[Begin Text]

This post has been edited by eatingwitheddie: 04 April 2003 - 09:43 AM
#21
Posted 14 August 2003 - 06:59 AM
eatingwitheddie, on Apr 3 2003, 08:08 PM, said:
I realize this thread seems to have died several months ago, but I picked it up from a Google search about Velveting Chicken. So, if anyone is still tracking this topic, I'd appreciate the input.
Granted, velveting imparts a distinctive texture to the food prepared in this way. So far, the techniques here mention velveting with oil. In another forum, I found references to velveting with boiling water, or perhaps broth. Has anyone compared these techiques? Supposedly, the non-oil method makes a "softer, livelier" texture. any thoughts?
#22
Posted 14 August 2003 - 08:31 AM
Why would you want to do that to tofu? Unless it's the hard tofu, the others already have a velvety surface.

[End Text]

> _Work to do_
a - According to the velveting thread, why would velveting tofu be pointless for most kinds of tofu?
b - In the velveting thread, what non-oil liquids did the poster find mentioned in another forum for velveting?

[Begin Data extract]

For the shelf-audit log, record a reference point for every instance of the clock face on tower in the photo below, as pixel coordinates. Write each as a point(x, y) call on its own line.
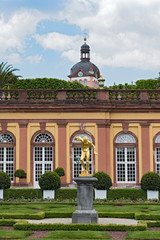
point(80, 74)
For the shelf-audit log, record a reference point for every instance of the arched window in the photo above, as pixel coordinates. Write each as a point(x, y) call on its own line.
point(85, 82)
point(7, 154)
point(43, 155)
point(125, 159)
point(76, 155)
point(157, 154)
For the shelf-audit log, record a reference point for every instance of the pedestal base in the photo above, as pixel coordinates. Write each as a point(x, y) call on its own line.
point(85, 216)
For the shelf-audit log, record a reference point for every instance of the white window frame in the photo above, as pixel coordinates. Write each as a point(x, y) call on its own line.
point(126, 163)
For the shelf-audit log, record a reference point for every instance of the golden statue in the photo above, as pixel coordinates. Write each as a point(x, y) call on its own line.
point(85, 154)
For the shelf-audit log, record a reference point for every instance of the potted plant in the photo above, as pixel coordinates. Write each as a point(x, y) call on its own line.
point(20, 173)
point(150, 182)
point(60, 171)
point(49, 182)
point(102, 185)
point(5, 182)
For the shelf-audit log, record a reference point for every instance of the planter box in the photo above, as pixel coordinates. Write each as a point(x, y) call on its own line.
point(152, 194)
point(49, 194)
point(1, 193)
point(100, 194)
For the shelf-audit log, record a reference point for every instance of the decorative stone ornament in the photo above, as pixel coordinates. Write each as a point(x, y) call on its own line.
point(152, 195)
point(48, 194)
point(1, 193)
point(100, 194)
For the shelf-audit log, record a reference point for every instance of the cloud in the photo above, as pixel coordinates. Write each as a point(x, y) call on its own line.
point(34, 59)
point(121, 33)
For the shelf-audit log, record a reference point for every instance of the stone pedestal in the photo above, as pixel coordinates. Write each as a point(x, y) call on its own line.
point(85, 212)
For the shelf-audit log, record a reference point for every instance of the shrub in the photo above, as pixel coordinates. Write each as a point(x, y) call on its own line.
point(5, 181)
point(150, 181)
point(49, 181)
point(104, 181)
point(60, 171)
point(20, 173)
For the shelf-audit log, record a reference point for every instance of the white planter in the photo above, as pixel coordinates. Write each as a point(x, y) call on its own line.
point(48, 194)
point(1, 193)
point(100, 194)
point(152, 194)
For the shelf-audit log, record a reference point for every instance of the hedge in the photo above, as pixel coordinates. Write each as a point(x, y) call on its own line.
point(76, 227)
point(140, 216)
point(7, 222)
point(116, 215)
point(132, 194)
point(39, 215)
point(22, 193)
point(153, 224)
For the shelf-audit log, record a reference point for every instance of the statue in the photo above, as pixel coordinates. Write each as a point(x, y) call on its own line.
point(85, 154)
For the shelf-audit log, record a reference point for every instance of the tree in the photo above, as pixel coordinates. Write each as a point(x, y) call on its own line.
point(7, 75)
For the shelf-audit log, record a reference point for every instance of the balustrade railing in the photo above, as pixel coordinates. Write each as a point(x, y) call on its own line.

[End Data extract]

> _Task answers_
a - Apart from hard tofu, the other kinds already have a velvety surface, so velveting them would add nothing.

b - Boiling water, or perhaps broth.